▶ **Provided records**
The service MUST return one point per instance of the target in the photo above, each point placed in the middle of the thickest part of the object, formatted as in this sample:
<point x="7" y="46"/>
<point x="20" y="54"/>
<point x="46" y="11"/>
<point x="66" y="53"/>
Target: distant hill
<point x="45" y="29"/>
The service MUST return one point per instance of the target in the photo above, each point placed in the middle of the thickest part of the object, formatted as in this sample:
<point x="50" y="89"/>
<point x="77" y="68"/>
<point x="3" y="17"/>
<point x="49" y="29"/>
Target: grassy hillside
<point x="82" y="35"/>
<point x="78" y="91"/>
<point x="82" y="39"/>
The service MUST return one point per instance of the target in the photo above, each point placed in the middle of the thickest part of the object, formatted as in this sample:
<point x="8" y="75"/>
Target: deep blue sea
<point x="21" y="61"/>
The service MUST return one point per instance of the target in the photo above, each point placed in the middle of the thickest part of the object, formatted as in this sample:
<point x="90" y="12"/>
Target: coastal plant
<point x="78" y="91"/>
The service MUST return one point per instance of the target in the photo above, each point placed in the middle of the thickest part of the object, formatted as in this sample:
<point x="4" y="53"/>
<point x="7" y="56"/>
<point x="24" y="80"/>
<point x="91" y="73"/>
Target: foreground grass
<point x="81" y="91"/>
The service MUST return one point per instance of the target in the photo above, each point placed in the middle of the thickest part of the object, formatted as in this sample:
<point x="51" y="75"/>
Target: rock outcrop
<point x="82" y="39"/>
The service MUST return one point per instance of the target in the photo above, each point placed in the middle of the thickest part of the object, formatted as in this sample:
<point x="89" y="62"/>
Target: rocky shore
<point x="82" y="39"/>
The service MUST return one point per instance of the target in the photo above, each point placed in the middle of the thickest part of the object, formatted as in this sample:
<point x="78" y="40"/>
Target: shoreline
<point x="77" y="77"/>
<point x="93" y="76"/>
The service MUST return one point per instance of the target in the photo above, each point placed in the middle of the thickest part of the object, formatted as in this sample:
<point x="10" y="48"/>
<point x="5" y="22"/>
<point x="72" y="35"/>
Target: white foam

▶ **What is being asked**
All of the material, start to finish, should be retyped exactly.

▶ **Result of this task**
The service MUST return one point per instance of the target in the photo above, each point placed in the middle of the thickest part of the object, formatted as in this sample:
<point x="7" y="46"/>
<point x="20" y="54"/>
<point x="46" y="11"/>
<point x="66" y="53"/>
Target: distant hill
<point x="45" y="29"/>
The service MUST return one point per instance of the target in the photo above, each point placed in the middle of the thickest part of the object, formatted as in this sample:
<point x="50" y="89"/>
<point x="77" y="68"/>
<point x="3" y="17"/>
<point x="49" y="29"/>
Target: grassy hillside
<point x="82" y="35"/>
<point x="78" y="91"/>
<point x="82" y="39"/>
The service MUST return one point per instance of the target in the photo above, each point placed in the middle of the thickest part of the object, formatted as in this sample:
<point x="8" y="75"/>
Target: deep blue sea
<point x="21" y="61"/>
The service MUST return one point per instance of the target in the photo above, each point placed in the middle of the thickest part of the object, formatted as in this sample:
<point x="90" y="12"/>
Target: coastal plant
<point x="78" y="91"/>
The service MUST return one point per instance of the target in the photo above, each point placed in the middle of the thickest part of the object, formatted as in this sample:
<point x="4" y="53"/>
<point x="7" y="56"/>
<point x="24" y="80"/>
<point x="91" y="73"/>
Target: foreground grass
<point x="81" y="91"/>
The service MUST return one point per instance of the target in the photo above, each point placed in the middle of the thickest part of the object, formatted as in this sample:
<point x="51" y="75"/>
Target: rock outcrop
<point x="82" y="39"/>
The service MUST return one point per instance of the target in the photo above, each point placed in the middle of the thickest part of the object, formatted as in this sample:
<point x="89" y="62"/>
Target: rocky shore
<point x="82" y="39"/>
The service MUST return one point per instance of the target in the photo above, each point placed in the middle of the thickest part of the object, formatted as in this sample:
<point x="78" y="40"/>
Target: shoreline
<point x="77" y="77"/>
<point x="93" y="76"/>
The service MUST return one point per instance of the target in the photo above, each point placed in the middle of the thickest part of the object, formatted as in this sample:
<point x="10" y="48"/>
<point x="5" y="22"/>
<point x="72" y="35"/>
Target: white foam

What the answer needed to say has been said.